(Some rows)
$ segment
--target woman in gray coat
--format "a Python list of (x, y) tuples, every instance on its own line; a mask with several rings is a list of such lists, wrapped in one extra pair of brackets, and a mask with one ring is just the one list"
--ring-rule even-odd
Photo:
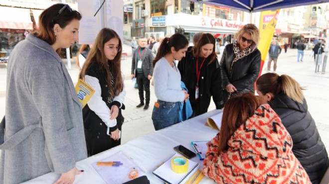
[(72, 184), (87, 157), (81, 105), (56, 51), (78, 40), (80, 14), (54, 4), (39, 17), (8, 63), (5, 123), (0, 126), (0, 183), (17, 184), (47, 173)]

■ **Description of the task**
Rewrite the rows above, substituting "black jacket" for "gray coat" and keeping everything else unchanged. Omit the pictures from your answer.

■ **Answer for the task**
$ segment
--target woman in black jacket
--format "a Python list of (x, y) tuples, every instance on its own line; a mask with several rings is a list of such lists, wrapped in one extra pair of brackets, and a mask with one ring is just the one list"
--ring-rule even-odd
Photo:
[(72, 184), (87, 157), (81, 105), (56, 51), (78, 40), (80, 14), (54, 4), (39, 17), (8, 63), (5, 123), (0, 126), (0, 183), (17, 184), (47, 173)]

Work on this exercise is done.